---------- Dokumen
Pemerintah menargetkan perluasan skema ini ke berbagai jenis kekayaan intelektual, termasuk paten, desain industri, dan hak cipta, setelah kerangka regulasi dan sistem valuasi diperkuat.
Plt. Dirjen Kekayaan Intelektual Hermansyah Siregar menjelaskan bahwa skema pembiayaan berbasis kekayaan intelektual bukanlah konsep baru, mengingat telah berhasil diterapkan di berbagai negara.
"Tren global menunjukkan bahwa investasi pada aset tak berwujud seperti perangkat lunak, penelitian dan pengembangan, merek, dan desain telah melampaui investasi berwujud sejak 2009 dan terus tumbuh hingga 2024. Pergeseran ini memperlihatkan bahwa nilai ekonomi dunia kini bertumpu pada kreativitas dan inovasi, bukan hanya aset fisik," papar Hermansyah.
Dengan jumlah tenaga kerja ekonomi kreatif Indonesia yang mencapai 26 juta orang dan total 63 juta UMKM yang terus menghasilkan karya dan merek lokal, skema pembiayaan berbasis kekayaan intelektual dinilai memiliki potensi besar untuk mengisi kesenjangan pembiayaan nasional.
--------------------
## Tugas
Kutip bagian teks tentang pembiayaan berbasis kekayaan intelektual yang dimulai dengan "Pemerintah menargetkan perluasan" dan berlanjut hingga "sistem valuasi diperkuat.".
---------- Entri yang Diberikan
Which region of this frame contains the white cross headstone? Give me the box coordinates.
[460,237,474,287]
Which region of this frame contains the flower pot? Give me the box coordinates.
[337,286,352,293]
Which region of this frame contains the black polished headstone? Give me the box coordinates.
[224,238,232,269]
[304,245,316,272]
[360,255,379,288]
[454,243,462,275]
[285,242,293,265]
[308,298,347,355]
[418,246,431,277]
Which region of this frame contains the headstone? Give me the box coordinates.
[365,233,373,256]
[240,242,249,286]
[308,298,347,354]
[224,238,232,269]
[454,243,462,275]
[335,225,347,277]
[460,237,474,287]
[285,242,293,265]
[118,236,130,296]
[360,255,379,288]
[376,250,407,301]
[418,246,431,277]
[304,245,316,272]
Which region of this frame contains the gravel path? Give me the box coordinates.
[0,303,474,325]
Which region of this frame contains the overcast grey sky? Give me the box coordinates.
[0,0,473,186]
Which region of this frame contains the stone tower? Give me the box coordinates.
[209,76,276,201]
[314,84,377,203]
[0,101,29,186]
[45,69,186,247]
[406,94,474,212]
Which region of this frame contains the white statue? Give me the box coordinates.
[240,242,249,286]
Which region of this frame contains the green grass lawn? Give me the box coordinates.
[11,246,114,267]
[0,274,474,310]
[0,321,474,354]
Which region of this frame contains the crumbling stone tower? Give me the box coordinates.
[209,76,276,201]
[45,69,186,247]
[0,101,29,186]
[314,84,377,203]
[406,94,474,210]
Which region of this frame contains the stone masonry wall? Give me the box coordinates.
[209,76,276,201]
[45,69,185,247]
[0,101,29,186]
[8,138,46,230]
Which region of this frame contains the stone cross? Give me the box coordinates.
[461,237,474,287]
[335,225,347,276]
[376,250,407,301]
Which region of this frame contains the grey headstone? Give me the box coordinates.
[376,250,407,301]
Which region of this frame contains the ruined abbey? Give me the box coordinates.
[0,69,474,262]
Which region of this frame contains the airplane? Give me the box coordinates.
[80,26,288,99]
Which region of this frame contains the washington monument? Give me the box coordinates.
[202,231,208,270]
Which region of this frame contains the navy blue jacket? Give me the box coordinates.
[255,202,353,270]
--------------------
## Keluaran Lengkap
Pemerintah menargetkan perluasan skema ini ke berbagai jenis kekayaan intelektual, termasuk paten, desain industri, dan hak cipta, setelah kerangka regulasi dan sistem valuasi diperkuat.